* TASKS AND EXERCISES *
• A. Which lines in the records contain the string "striped"? Pull out each of those lines whole, treating uppercase and lowercase as different.
• B. Could you carry on the text about residential status under the Income Tax Act, picking up right after its last sentence?

Direct & Indirect Taxes, Tax Ready Reckoner, Tax Management, Tax Act. & Rules, Tax Planning & Tax Savings.

Direct & Indirect Taxes, Tax Ready Reckoner, Tax Management, Tax Act. & Rules, Tax Planning & Tax Savings.

‘Residential Status’ under Income Tax Act. 1956

‘Residential Status’ under Income Tax Act. 1956
‘Residential Status’ under Income Tax Act. 1956

Table of Contents

1.   Residential Status of an Individual [Section 6(1)]

According to the residential status, the assessee can either be:

(i) Resident in India; or

(ii) Non-Resident in India.

However, individual and HUF cannot be simply called resident in India. If individual is a resident in India he  will be either:

(a) Resident and Ordinarily resident in India; or

(b) Resident but not Ordinarily resident in India.

Other categories of persons shall either be Resident in India or Non-Resident in India. There is no further  classification into ordinarily resident or not ordinarily resident in their case.

[Image]

1.     Resident In India

An individual is said to be resident in India if he satisfies any one of the following two conditions:

(1)          He is in India for a period or periods amounting  in all to 182 days or more in the relevant previous  year;

Or

(2)          He is in India for 60 days or more during the  relevant previous year and has been in India for 365  days or more during 4 previous years immediately  preceding the relevant previous year.

Modification of Residency Provisions [Section 6] [ W.e.f. 2021-22]

A citizen of India or person of Indian origin, who had been in India for 365 days or  more in the 4 preceding previous years and who undertakes a visit to India in any previous year,  and

(a) whose total income other than income from foreign source does not exceed Rs. 15 lakh shall  not be a resident in India if he stays in India upto 181 days in the relevant previous year; or

(b) whose total income other than income from foreign source exceeds Rs. 15 lakh shall not be a  resident in India if he stays in India upto 119 days in the relevant previous year.

The moment he stays in India for 182 days or 120 days as the case may be, he shall be treated as  resident in India.

Exceptions/Concession:

There are two exceptions/concession to the above rule:

(a)           In case of an individual, who is a citizen of India and who leaves India in any previous year for the  purposes of employment outside India, the condition No. 2 supra (mentioned above) shall not be  applicable for the relevant previous year in which he leaves India. In other words, for that particular  previous year in which he leaves India for the purposes of employment outside India he shall be called  resident only when he satisfies the condition No. 1 mentioned above.

Similarly in case of an individual who is a citizen of India and who leaves India in any previous year as a  member of the crew of an Indian ship, the condition No. 2 supra shall not be applicable.

(b)          In case of an individual, who is a citizen of India, or is a person of Indian origin, who, being outside  India, comes on a visit to India in any previous year, the condition No. 2 mentioned above in his case also  shall not be applicable. In other words, he shall not be a resident in India unless his stay in India is at least  182 days during the relevant previous year in which he visits India.

Note :

1. The above conditions, with exceptions/concessions may be called as category ‘A’ conditions.

* INPUT *
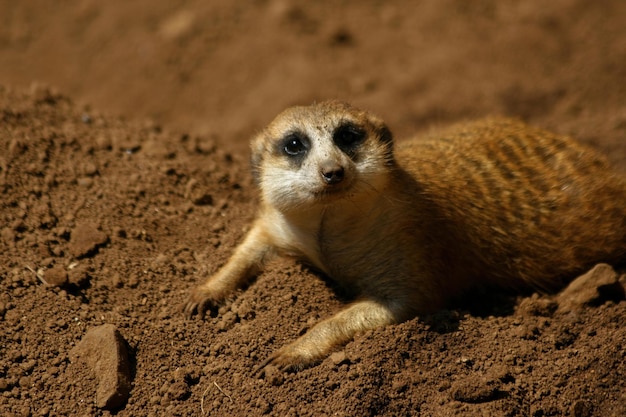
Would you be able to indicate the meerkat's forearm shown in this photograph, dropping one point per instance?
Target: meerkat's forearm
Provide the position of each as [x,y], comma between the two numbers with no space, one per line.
[247,261]
[335,331]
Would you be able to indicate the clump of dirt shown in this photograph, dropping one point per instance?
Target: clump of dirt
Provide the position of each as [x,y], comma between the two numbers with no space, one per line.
[131,217]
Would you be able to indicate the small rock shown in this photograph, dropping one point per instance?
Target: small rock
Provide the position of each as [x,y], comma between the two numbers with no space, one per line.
[78,276]
[103,349]
[581,409]
[597,286]
[55,276]
[339,358]
[86,239]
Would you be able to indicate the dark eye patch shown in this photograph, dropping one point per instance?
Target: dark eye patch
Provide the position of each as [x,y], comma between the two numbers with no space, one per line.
[348,136]
[294,145]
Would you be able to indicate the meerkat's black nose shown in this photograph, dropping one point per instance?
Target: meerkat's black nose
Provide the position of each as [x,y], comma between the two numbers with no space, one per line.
[332,173]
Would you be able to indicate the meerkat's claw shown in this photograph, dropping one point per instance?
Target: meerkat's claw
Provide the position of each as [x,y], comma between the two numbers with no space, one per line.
[291,358]
[199,302]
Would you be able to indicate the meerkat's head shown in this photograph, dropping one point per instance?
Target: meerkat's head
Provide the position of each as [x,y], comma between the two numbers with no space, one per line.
[320,153]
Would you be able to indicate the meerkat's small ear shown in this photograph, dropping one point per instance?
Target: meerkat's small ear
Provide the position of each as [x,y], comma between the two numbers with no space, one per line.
[256,158]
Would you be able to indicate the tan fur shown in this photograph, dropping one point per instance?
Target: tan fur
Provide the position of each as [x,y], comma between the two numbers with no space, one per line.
[490,202]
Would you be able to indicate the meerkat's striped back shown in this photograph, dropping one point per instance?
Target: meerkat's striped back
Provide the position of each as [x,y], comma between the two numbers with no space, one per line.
[530,205]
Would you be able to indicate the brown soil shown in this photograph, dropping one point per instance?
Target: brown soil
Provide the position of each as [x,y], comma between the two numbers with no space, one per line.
[124,217]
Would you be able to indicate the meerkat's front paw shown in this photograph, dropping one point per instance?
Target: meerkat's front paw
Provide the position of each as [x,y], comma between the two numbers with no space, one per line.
[294,357]
[200,301]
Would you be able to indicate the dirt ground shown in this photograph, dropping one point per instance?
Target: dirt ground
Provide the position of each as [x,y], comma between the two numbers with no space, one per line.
[132,190]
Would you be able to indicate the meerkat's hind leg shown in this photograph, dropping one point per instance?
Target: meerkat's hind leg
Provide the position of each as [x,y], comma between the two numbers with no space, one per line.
[320,340]
[248,260]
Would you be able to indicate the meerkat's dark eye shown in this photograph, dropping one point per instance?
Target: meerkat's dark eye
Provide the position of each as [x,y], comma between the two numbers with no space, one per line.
[348,136]
[294,145]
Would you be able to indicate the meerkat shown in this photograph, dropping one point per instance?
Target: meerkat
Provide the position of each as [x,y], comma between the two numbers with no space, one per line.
[490,202]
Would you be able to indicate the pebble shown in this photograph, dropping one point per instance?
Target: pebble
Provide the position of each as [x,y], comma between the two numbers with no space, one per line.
[56,276]
[103,349]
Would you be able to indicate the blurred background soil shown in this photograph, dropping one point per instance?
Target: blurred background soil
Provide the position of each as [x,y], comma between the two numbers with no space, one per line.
[124,130]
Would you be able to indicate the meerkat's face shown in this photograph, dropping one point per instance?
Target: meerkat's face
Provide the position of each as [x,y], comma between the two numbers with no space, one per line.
[321,153]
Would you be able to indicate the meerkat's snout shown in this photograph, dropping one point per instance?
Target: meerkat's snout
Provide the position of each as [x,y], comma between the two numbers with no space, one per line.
[332,173]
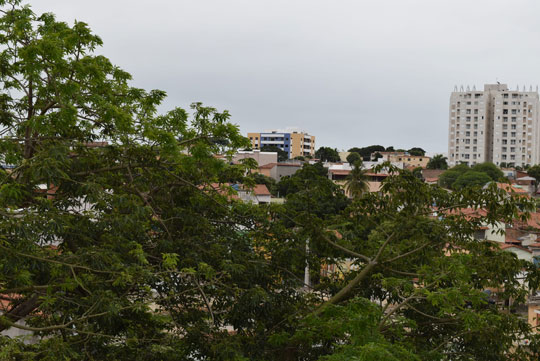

* EXPECTED OUTPUTS *
• A.
Would you be able to indicate the meerkat's striped back shown in this photograph, dropping one point per instance?
Target: meerkat's striped back

• B.
2. A person is said to be of Indian origin if he, or either of his parents or any of his grandparents was born in  undivided India i.e. before India was partitioned. [Explanation to section 115C(e)]. 

3. In case of an individual, bring a citizen of India a member of the crew of a foreign bound ship leaving  India, the period or periods of stay in India shall, in respect of such voyage, be determined in the manner  and subject to such conditions as may be prescribed. 

Important explanations

  • Relevant previous year means the previous year for which the residential status is being determined.
  • In computing the period of stay in India, it is not necessary that the stay should be for a continuous What is to be seen is the total number of days’ stay in India during the relevant previous year.
  • It is also not necessary that the stay should be only at one place. e.g., he may stay at Bombay for 90 days and then go out of India. On return in the same previous year, he may stay at Delhi for 120 days during  the same previous year. His total stay in India will be 210 days for that previous year.
  • In computing the period of 182 days, the day the individual enters India and the day he leaves India should both be treated as stay in India.
  • Place and purpose of stay in India is immaterial. Presence in territorial waters of India would also be regarded as presence in India.

Meaning of employment :             The term employment is not defined in the Income-tax Act.

A man may employ himself so as to earn profits in many ways. Thus he can set up an independent practice  abroad or businessman can shift his business activities to a foreign country. A person merely undertaking tours  abroad in connection

2.     Resident and Ordinary Resident In India

An individual who is resident in India, shall be resident and ordinarily resident in India if he satisfies both the  following conditions—

(1)          He has been resident in India for at least 2 out of  10 previous years immediately preceding the  relevant previous year.

This means that he must have satisfied any one of  the conditions, with exceptions/concession (given  above) for being a resident for at least 2 out of 10  previous years immediately preceding the relevant  previous year. 

And

(2)          He has been in India for 730 days or more, during seven previous years immediately preceding the relevant previous year.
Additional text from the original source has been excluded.